Extrait du texte
/---
Pour prouver une inégalité salariale, une salariée peut légitimement demander à l’employeur de lui communiquer les bulletins de paie des salariés masculins occupant ou ayant occupé des postes de niveau comparable au sien, sans que cela porte une atteinte excessive à leur droit au respect de la vie personnelle et au RGPD (1).
La question de l’inégalité des salaires entre hommes et femmes est de plus en plus importante dans les entreprises. En principe, en matière de politique de rémunération dans les entreprises, l’égalité de traitement doit être assurée pour chacun. Sans quoi, l’employeur s’expose à des sanctions pénales et civiles. Toutefois, les condamnations en la matière restent rares, les salariés se heurtant à la difficulté de rassembler des éléments de preuve dans la mesure où ceux-ci sont le plus souvent détenus par l’employeur et que les moyens d’accéder à ces documents sont très limités. Cette situation devrait changer à la suite d’une décision récente de la Cour de cassation.
Discrimination salariale ?
L’affaire concerne Madame X, salariée depuis le 5 janvier 2009 d’un groupe anglais spécialisé dans la gestion d’actifs et la finance de marché. D’abord employée en qualité de « structurer » au sein d’une filiale du groupe, elle accède le 1er février 2013 au poste de « responsable projets transverses dérivés » (Chief Operating Officer, dit « COO »), qu’elle occupera pendant quatre ans, avant d’être nommée le 23 janvier 2017 au poste de « directeur stratégie et projets groupe » au sein de la société mère du groupe. Elle était la seule femme au sein d’une équipe d’hommes. Après un conflit l’opposant à sa direction, la salariée est finalement licenciée le 22 février 2019.
\---
Données fournies
/---
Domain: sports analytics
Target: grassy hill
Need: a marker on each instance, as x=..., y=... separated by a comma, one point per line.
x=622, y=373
\---
Consigne
Reproduisez à l'identique le passage de l'article sur l'inégalité salariale qui va de « La question de » jusqu'à « Discrimination salariale ? » inclus.

Réponse attendue
La question de l’inégalité des salaires entre hommes et femmes est de plus en plus importante dans les entreprises. En principe, en matière de politique de rémunération dans les entreprises, l’égalité de traitement doit être assurée pour chacun. Sans quoi, l’employeur s’expose à des sanctions pénales et civiles. Toutefois, les condamnations en la matière restent rares, les salariés se heurtant à la difficulté de rassembler des éléments de preuve dans la mesure où ceux-ci sont le plus souvent détenus par l’employeur et que les moyens d’accéder à ces documents sont très limités. Cette situation devrait changer à la suite d’une décision récente de la Cour de cassation.
Discrimination salariale ?